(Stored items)
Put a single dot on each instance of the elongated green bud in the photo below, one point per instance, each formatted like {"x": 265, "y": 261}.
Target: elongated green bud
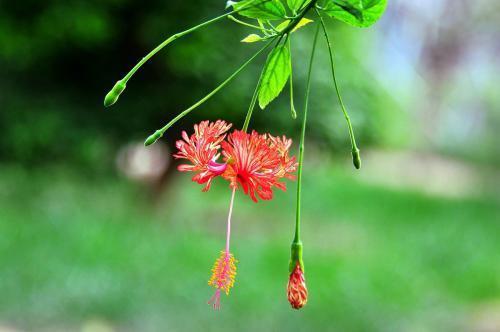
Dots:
{"x": 153, "y": 138}
{"x": 114, "y": 94}
{"x": 294, "y": 112}
{"x": 296, "y": 256}
{"x": 356, "y": 158}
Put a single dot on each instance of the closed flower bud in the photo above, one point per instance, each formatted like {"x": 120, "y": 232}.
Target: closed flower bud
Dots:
{"x": 297, "y": 290}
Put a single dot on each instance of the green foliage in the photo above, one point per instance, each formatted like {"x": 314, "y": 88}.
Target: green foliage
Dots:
{"x": 358, "y": 13}
{"x": 260, "y": 9}
{"x": 105, "y": 252}
{"x": 295, "y": 5}
{"x": 275, "y": 74}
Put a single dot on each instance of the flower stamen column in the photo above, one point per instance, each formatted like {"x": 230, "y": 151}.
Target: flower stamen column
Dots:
{"x": 224, "y": 270}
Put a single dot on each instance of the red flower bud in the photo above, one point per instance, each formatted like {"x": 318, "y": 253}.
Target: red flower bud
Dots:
{"x": 297, "y": 290}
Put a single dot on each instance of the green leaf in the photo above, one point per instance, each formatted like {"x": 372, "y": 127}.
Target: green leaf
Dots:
{"x": 252, "y": 38}
{"x": 295, "y": 5}
{"x": 303, "y": 22}
{"x": 274, "y": 75}
{"x": 260, "y": 9}
{"x": 358, "y": 13}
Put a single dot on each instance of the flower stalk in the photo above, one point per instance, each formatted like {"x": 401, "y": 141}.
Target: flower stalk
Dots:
{"x": 356, "y": 159}
{"x": 159, "y": 133}
{"x": 113, "y": 95}
{"x": 296, "y": 288}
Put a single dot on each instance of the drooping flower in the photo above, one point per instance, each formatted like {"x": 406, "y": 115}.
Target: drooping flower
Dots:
{"x": 202, "y": 150}
{"x": 254, "y": 163}
{"x": 251, "y": 161}
{"x": 296, "y": 289}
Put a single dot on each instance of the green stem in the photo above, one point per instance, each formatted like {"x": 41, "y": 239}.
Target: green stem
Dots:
{"x": 113, "y": 95}
{"x": 252, "y": 105}
{"x": 234, "y": 19}
{"x": 355, "y": 150}
{"x": 159, "y": 133}
{"x": 296, "y": 248}
{"x": 292, "y": 105}
{"x": 296, "y": 21}
{"x": 296, "y": 239}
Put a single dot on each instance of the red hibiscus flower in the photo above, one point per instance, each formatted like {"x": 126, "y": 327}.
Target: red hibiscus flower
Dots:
{"x": 254, "y": 162}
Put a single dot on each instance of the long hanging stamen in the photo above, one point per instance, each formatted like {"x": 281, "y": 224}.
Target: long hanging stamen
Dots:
{"x": 228, "y": 235}
{"x": 224, "y": 269}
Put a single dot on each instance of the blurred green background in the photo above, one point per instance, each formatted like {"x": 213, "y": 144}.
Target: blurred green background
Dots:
{"x": 100, "y": 234}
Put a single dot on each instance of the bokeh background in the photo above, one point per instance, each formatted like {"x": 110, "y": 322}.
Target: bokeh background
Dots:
{"x": 100, "y": 234}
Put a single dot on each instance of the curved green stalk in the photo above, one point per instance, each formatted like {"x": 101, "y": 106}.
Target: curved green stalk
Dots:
{"x": 292, "y": 105}
{"x": 252, "y": 105}
{"x": 234, "y": 19}
{"x": 355, "y": 151}
{"x": 159, "y": 133}
{"x": 113, "y": 95}
{"x": 296, "y": 255}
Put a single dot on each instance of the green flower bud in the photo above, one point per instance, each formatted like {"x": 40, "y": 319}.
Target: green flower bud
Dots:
{"x": 114, "y": 94}
{"x": 153, "y": 138}
{"x": 356, "y": 159}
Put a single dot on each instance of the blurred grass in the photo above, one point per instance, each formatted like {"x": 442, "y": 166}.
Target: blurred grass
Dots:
{"x": 74, "y": 248}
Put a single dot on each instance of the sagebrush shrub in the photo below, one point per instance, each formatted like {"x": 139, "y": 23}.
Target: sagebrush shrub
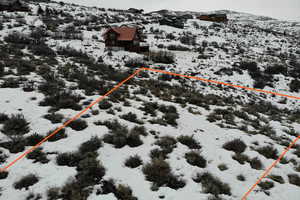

» **Try it**
Your copy should match the data above exactly, apart from the pictures.

» **Solution to the exercise**
Put a single dot on each instance of the elongated green bud in the photo below, one point per instance, each formatted like {"x": 265, "y": 261}.
Target: elongated green bud
Dots:
{"x": 153, "y": 138}
{"x": 114, "y": 94}
{"x": 294, "y": 112}
{"x": 296, "y": 256}
{"x": 356, "y": 158}
Put a single dot on each instance of the closed flower bud in the photo above, one point per instance, each formatted like {"x": 120, "y": 232}.
Target: closed flower bud
Dots:
{"x": 297, "y": 290}
Put a single dot on each instance of the green foliage in the photo above, one point per instance, each formatted like {"x": 314, "y": 88}.
Target: green foliage
Dots:
{"x": 358, "y": 13}
{"x": 260, "y": 9}
{"x": 105, "y": 252}
{"x": 295, "y": 5}
{"x": 275, "y": 74}
Put a single dot on each instance of the flower stamen column in the photo above, one point per instance, each formatted like {"x": 230, "y": 151}.
Target: flower stamen column
Dots:
{"x": 224, "y": 270}
Put a single dot on each instance of the red flower bud in the photo above, one point per instance, each formatted like {"x": 318, "y": 253}.
Target: red flower bud
Dots:
{"x": 297, "y": 290}
Put a single dot on each instance of the green leaf in the photo above, one point per instance, each formatted like {"x": 372, "y": 127}.
Target: green leaf
Dots:
{"x": 252, "y": 38}
{"x": 295, "y": 5}
{"x": 303, "y": 22}
{"x": 274, "y": 75}
{"x": 260, "y": 9}
{"x": 358, "y": 13}
Put a single dot on each instance of the flower stalk in the photo above, one point per instance, each formatted like {"x": 401, "y": 141}.
Target: flower stalk
Dots:
{"x": 356, "y": 159}
{"x": 159, "y": 133}
{"x": 113, "y": 95}
{"x": 296, "y": 288}
Put a single dot on each instance of the drooping flower in the photo above, one point per instance, each formatted like {"x": 406, "y": 115}.
Target: drooping flower
Dots:
{"x": 202, "y": 150}
{"x": 254, "y": 163}
{"x": 251, "y": 161}
{"x": 296, "y": 289}
Put a single dot on each instance of the green stem in the photo above, one point per instance, each formatted like {"x": 41, "y": 239}.
Target: green stem
Dots:
{"x": 113, "y": 95}
{"x": 252, "y": 105}
{"x": 234, "y": 19}
{"x": 355, "y": 150}
{"x": 159, "y": 133}
{"x": 296, "y": 248}
{"x": 292, "y": 105}
{"x": 296, "y": 21}
{"x": 296, "y": 239}
Put a single dot on each instance of the red hibiscus flower in the photo above, one point per instance, each formatted like {"x": 126, "y": 327}.
Target: red hibiscus flower
Dots:
{"x": 254, "y": 162}
Put a single dot on each instance of the long hanging stamen in the photo above, one point per instance, each formatted like {"x": 281, "y": 224}.
Target: long hanging stamen
Dots:
{"x": 228, "y": 235}
{"x": 224, "y": 269}
Put a single dot on each instance of the blurred green background in the photo above, one point per instance, each formatted like {"x": 213, "y": 144}.
Target: blurred green background
Dots:
{"x": 100, "y": 234}
Put a single dot on each instance of the bokeh background in the photo above, one point per instance, each formatted like {"x": 110, "y": 322}.
Target: bokeh background
Dots:
{"x": 100, "y": 234}
Put a single dot on each instance of the curved green stalk in the photo above, one point per instance, each formatted like {"x": 101, "y": 106}.
Target: curved green stalk
Dots:
{"x": 292, "y": 105}
{"x": 252, "y": 105}
{"x": 234, "y": 19}
{"x": 355, "y": 151}
{"x": 159, "y": 133}
{"x": 113, "y": 95}
{"x": 296, "y": 255}
Put a single dot on each instance of the green flower bud in the photo above, one point per instance, each formatted like {"x": 40, "y": 319}.
Target: green flower bud
Dots:
{"x": 114, "y": 94}
{"x": 153, "y": 138}
{"x": 356, "y": 159}
Put a single dot on each instance of the blurred grass in the photo above, one point per instance, each formatted like {"x": 442, "y": 166}.
Target: blurred grass
Dots:
{"x": 74, "y": 248}
Put a single dot on each instance of the sagebrush shrub in the photo below, one point per instance, each formatted like {"x": 139, "y": 23}.
Target: sagebrush shrub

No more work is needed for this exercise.